- _Set task_: Locate every line in the items below that contains the string "grip", and copy each of those lines. Matching is case-sensitive.
─── Record extracts ───
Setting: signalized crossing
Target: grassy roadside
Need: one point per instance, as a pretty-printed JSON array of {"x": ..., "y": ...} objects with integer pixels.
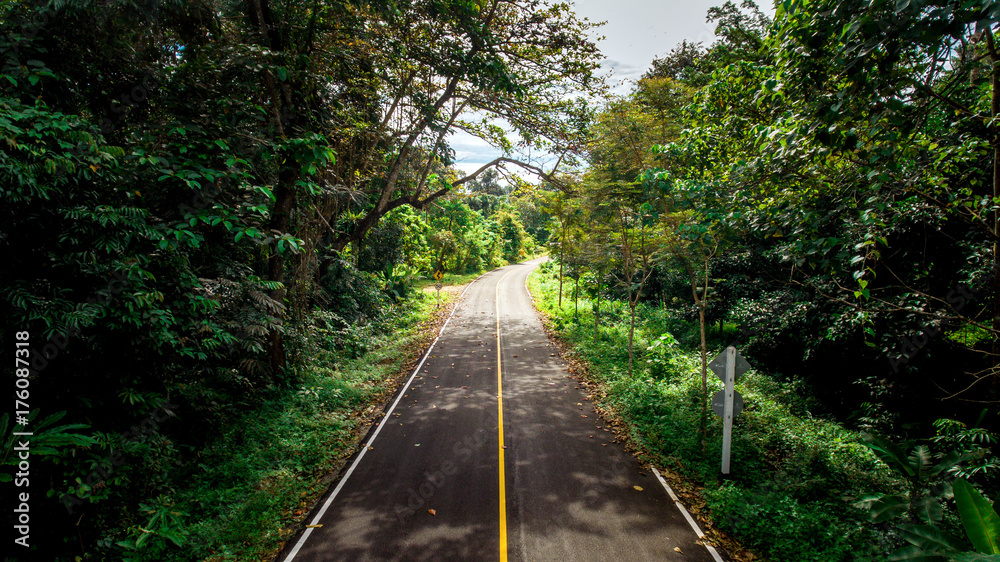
[
  {"x": 256, "y": 482},
  {"x": 795, "y": 474}
]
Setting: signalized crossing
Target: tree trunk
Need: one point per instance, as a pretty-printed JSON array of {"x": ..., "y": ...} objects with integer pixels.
[
  {"x": 560, "y": 278},
  {"x": 994, "y": 111},
  {"x": 576, "y": 298},
  {"x": 597, "y": 314},
  {"x": 631, "y": 333},
  {"x": 700, "y": 302}
]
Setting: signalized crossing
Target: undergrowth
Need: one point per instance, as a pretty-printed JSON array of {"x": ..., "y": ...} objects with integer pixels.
[
  {"x": 795, "y": 474},
  {"x": 245, "y": 493}
]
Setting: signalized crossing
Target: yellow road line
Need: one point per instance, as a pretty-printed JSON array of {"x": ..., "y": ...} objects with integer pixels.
[{"x": 503, "y": 478}]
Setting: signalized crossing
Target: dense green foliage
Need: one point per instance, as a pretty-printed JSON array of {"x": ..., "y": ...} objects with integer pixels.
[
  {"x": 198, "y": 199},
  {"x": 795, "y": 470},
  {"x": 826, "y": 183}
]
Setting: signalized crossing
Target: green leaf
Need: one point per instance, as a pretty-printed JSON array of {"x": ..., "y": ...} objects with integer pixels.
[
  {"x": 914, "y": 554},
  {"x": 888, "y": 508},
  {"x": 981, "y": 522},
  {"x": 931, "y": 539},
  {"x": 976, "y": 557}
]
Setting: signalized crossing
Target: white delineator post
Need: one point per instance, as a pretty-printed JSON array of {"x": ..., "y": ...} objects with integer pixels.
[{"x": 727, "y": 418}]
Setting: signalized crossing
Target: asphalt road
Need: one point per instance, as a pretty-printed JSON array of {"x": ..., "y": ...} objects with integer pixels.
[{"x": 428, "y": 485}]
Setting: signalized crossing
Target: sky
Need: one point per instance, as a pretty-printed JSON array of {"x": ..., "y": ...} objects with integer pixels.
[{"x": 636, "y": 32}]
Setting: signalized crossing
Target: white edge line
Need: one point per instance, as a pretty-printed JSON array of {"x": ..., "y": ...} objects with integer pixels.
[
  {"x": 690, "y": 520},
  {"x": 364, "y": 446}
]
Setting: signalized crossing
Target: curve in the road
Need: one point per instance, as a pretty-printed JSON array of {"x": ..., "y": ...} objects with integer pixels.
[{"x": 490, "y": 451}]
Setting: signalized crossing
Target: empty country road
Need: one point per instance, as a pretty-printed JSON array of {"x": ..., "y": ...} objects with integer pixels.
[{"x": 492, "y": 452}]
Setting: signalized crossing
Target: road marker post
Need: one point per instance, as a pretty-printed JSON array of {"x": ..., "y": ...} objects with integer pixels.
[{"x": 728, "y": 366}]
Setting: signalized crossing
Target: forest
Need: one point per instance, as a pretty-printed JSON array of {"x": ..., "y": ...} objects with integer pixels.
[{"x": 220, "y": 221}]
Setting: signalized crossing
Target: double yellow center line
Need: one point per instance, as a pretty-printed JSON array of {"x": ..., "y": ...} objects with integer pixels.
[{"x": 503, "y": 478}]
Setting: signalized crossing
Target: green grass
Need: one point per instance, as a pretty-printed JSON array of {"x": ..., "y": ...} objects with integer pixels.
[
  {"x": 795, "y": 475},
  {"x": 251, "y": 488}
]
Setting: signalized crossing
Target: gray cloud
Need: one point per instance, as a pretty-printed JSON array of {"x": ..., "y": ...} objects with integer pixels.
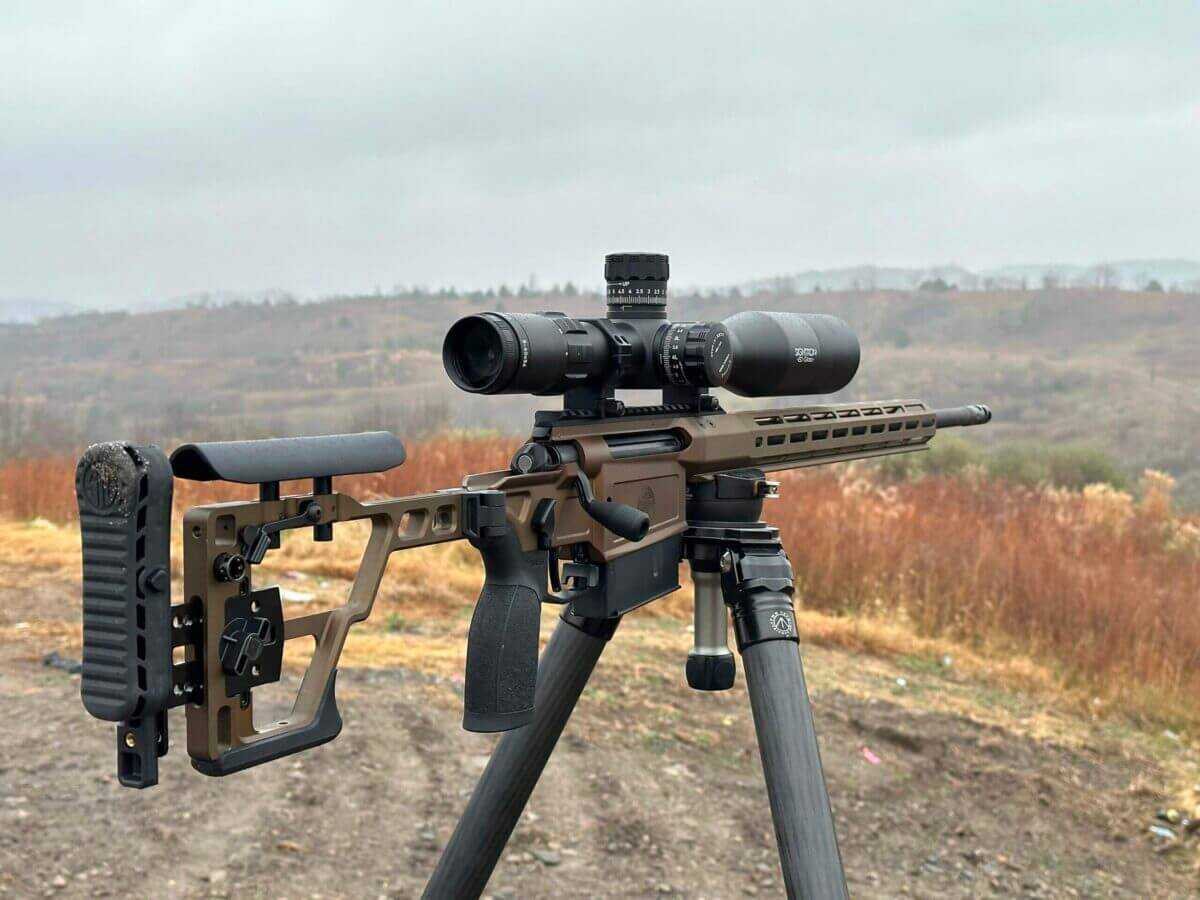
[{"x": 155, "y": 149}]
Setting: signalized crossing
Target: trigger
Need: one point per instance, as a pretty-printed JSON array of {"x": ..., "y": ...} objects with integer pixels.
[{"x": 543, "y": 522}]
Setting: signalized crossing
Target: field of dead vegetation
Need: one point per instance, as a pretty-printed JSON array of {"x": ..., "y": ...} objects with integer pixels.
[{"x": 1006, "y": 682}]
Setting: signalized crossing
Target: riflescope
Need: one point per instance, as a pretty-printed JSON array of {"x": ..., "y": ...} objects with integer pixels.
[{"x": 756, "y": 354}]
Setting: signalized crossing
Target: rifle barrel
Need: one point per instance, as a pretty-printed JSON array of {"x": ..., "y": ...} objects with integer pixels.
[{"x": 963, "y": 417}]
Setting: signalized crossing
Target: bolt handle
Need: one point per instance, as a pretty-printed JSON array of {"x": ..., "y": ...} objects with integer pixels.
[{"x": 622, "y": 520}]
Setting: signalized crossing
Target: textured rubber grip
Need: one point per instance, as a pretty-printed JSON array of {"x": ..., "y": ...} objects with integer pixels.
[{"x": 502, "y": 645}]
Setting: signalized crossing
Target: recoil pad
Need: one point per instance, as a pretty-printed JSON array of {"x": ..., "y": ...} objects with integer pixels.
[{"x": 502, "y": 645}]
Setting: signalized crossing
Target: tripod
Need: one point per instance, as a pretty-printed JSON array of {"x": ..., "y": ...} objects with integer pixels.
[{"x": 737, "y": 562}]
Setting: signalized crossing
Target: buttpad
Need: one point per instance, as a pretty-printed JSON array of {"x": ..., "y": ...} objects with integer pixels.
[
  {"x": 124, "y": 492},
  {"x": 125, "y": 497}
]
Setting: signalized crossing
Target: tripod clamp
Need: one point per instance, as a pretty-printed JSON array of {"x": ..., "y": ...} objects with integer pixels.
[{"x": 737, "y": 562}]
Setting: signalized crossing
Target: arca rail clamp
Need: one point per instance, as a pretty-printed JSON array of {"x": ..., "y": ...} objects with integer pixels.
[{"x": 229, "y": 635}]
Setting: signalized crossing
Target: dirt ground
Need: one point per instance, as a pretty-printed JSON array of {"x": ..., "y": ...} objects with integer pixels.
[{"x": 941, "y": 785}]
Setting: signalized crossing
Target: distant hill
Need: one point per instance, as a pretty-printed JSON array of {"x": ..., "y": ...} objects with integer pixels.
[
  {"x": 1107, "y": 367},
  {"x": 31, "y": 309},
  {"x": 1126, "y": 275}
]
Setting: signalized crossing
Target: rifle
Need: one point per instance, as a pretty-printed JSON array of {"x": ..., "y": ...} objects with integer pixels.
[{"x": 595, "y": 513}]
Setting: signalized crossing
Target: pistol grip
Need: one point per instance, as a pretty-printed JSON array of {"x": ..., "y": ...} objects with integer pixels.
[{"x": 502, "y": 646}]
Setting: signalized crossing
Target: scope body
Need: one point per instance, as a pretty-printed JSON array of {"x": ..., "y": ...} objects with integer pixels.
[{"x": 751, "y": 353}]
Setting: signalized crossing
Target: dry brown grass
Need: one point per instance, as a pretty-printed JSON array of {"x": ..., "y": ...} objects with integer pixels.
[{"x": 1092, "y": 594}]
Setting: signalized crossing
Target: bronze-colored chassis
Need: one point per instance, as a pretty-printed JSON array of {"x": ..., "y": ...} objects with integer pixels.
[{"x": 657, "y": 483}]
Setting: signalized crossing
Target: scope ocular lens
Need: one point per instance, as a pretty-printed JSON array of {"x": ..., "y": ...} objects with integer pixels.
[
  {"x": 781, "y": 353},
  {"x": 478, "y": 351}
]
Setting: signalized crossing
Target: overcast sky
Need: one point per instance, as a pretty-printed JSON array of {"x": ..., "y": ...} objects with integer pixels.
[{"x": 156, "y": 149}]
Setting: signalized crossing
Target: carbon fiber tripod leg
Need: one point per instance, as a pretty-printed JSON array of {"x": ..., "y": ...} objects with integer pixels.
[
  {"x": 517, "y": 761},
  {"x": 791, "y": 763}
]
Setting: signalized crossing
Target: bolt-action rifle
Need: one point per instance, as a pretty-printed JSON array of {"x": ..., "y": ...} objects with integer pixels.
[{"x": 594, "y": 514}]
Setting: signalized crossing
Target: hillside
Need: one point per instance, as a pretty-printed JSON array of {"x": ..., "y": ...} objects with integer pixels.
[{"x": 1111, "y": 369}]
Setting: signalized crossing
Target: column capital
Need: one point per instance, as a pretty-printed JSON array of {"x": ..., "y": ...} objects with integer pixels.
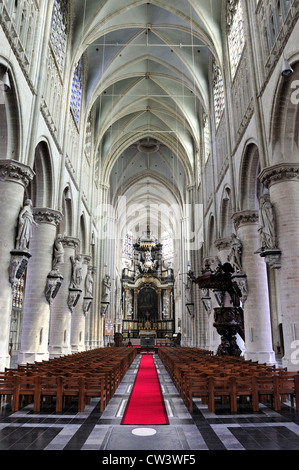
[
  {"x": 86, "y": 258},
  {"x": 222, "y": 243},
  {"x": 279, "y": 173},
  {"x": 11, "y": 170},
  {"x": 245, "y": 218},
  {"x": 44, "y": 215},
  {"x": 70, "y": 242}
]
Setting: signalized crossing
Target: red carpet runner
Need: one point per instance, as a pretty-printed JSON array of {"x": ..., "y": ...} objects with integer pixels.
[{"x": 146, "y": 404}]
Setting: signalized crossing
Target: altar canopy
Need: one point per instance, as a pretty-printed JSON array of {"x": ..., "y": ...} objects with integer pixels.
[{"x": 148, "y": 291}]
───
- _The reply_:
Target: textured rubber grip
Target: pistol grip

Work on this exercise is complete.